__Exercise materials__:
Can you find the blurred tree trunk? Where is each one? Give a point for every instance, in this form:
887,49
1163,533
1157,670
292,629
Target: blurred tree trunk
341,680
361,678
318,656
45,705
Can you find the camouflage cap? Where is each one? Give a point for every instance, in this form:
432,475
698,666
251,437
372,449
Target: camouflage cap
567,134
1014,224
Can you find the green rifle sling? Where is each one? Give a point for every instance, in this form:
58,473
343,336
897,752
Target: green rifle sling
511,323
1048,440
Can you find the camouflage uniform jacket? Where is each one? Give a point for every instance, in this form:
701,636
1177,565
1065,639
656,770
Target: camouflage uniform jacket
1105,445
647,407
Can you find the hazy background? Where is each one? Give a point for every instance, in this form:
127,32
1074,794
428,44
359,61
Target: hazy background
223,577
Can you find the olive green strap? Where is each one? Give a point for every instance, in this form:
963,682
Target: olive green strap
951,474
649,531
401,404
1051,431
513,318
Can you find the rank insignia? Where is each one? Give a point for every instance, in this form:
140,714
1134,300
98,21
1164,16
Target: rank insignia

__Work order__:
Every line of the listing that includes "rank" must be shown.

__Task result__:
Can you find the rank insignia? Where is each one? Give a point for every instance, in this form:
Target: rank insignia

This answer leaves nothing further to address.